◆ GIVEN EXERCISE: From the data below, copy out word for word the lines starting at the one that contains "Readme: the locator spots each instance of the blue" and ending at the one that contains "Target: blue sky", including both.

◆ DATA EXTRACT:
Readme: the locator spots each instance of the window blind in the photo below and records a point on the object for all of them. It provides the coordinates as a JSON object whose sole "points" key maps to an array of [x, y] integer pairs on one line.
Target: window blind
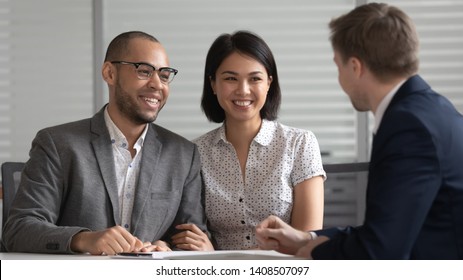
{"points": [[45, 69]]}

* * *

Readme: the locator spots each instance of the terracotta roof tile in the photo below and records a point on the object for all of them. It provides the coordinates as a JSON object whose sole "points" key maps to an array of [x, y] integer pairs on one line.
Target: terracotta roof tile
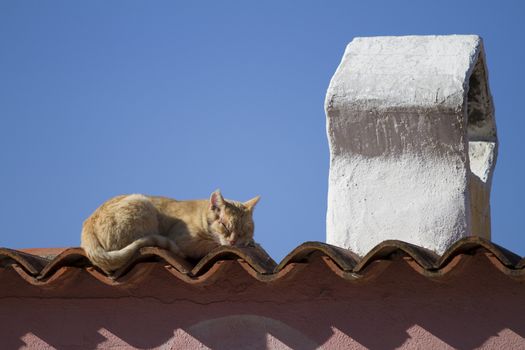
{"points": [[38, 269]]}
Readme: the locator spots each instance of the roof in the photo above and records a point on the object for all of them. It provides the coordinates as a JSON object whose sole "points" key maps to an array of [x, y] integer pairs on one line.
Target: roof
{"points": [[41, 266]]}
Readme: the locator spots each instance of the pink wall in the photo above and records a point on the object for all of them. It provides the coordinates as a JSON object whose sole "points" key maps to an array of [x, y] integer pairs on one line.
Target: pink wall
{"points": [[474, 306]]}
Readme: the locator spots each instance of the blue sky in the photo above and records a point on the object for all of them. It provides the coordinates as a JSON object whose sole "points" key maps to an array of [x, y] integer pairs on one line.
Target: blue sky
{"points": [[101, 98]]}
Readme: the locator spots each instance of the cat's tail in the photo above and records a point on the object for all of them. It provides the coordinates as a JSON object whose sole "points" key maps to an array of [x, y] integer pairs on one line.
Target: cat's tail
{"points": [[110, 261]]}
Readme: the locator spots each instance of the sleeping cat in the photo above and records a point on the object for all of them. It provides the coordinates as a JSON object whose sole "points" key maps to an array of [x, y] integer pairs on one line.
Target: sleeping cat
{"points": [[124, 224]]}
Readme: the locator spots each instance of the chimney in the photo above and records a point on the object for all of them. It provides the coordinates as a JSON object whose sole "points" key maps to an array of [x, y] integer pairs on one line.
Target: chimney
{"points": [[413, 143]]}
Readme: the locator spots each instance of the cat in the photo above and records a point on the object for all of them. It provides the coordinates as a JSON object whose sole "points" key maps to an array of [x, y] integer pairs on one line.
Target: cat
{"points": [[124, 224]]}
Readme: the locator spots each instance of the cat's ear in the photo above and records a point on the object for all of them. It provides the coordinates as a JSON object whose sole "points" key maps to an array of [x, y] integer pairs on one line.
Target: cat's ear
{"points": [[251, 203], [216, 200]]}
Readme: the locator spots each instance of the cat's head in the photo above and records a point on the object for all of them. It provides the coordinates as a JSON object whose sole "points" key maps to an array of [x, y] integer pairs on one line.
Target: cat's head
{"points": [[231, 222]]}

---

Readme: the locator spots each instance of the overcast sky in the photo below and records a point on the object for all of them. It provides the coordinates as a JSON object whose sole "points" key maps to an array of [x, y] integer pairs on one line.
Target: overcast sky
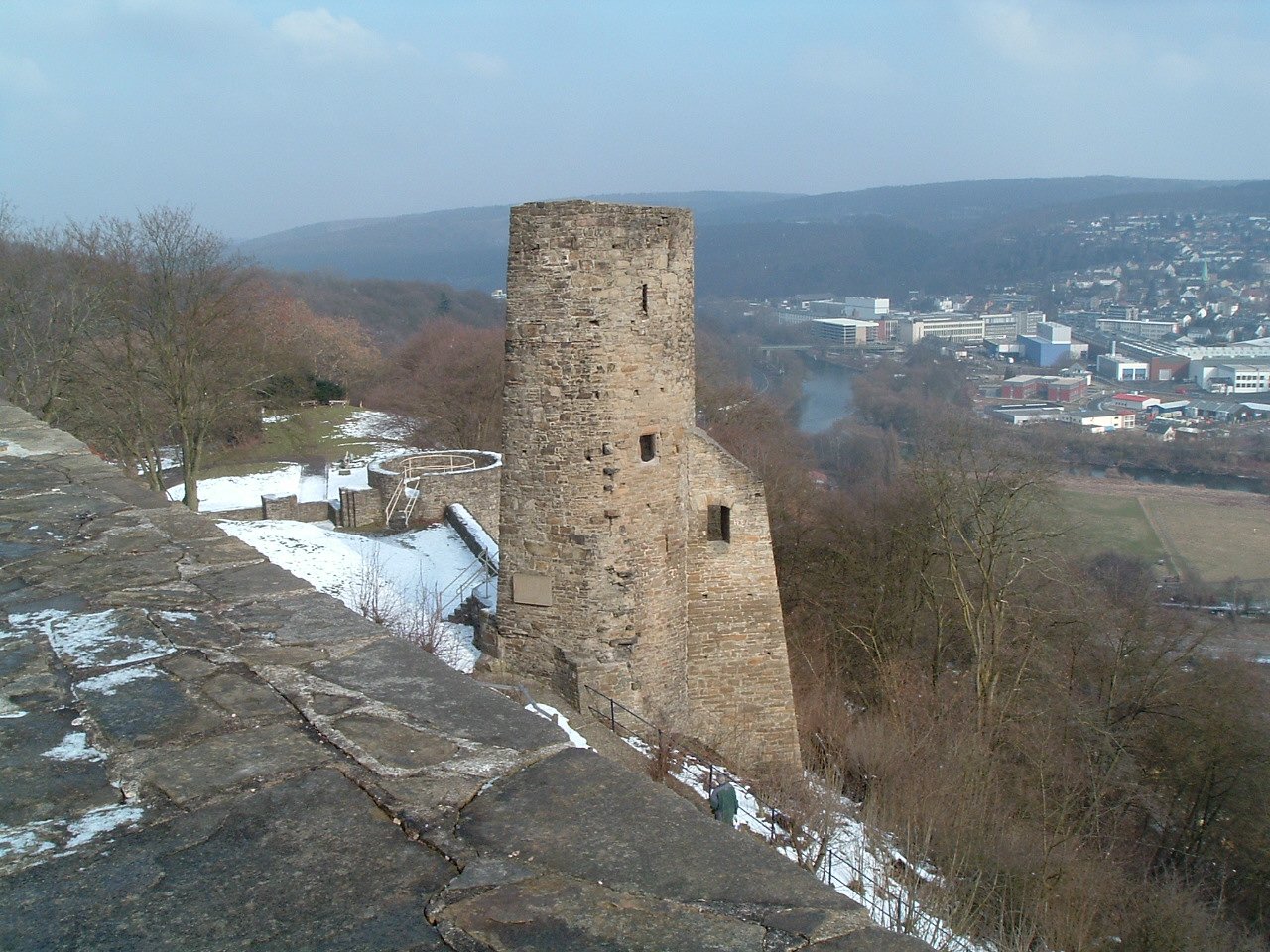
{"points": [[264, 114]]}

◆ RESPONSE TO THIS TASK:
Readme: the locator spots each instance of the blue sky in the photo above and records a point on the object for all of them. It provides the coordinates as a JSON object whose sole "points" key maps to an array of [x, y] integer pairs on one line.
Target: blue sky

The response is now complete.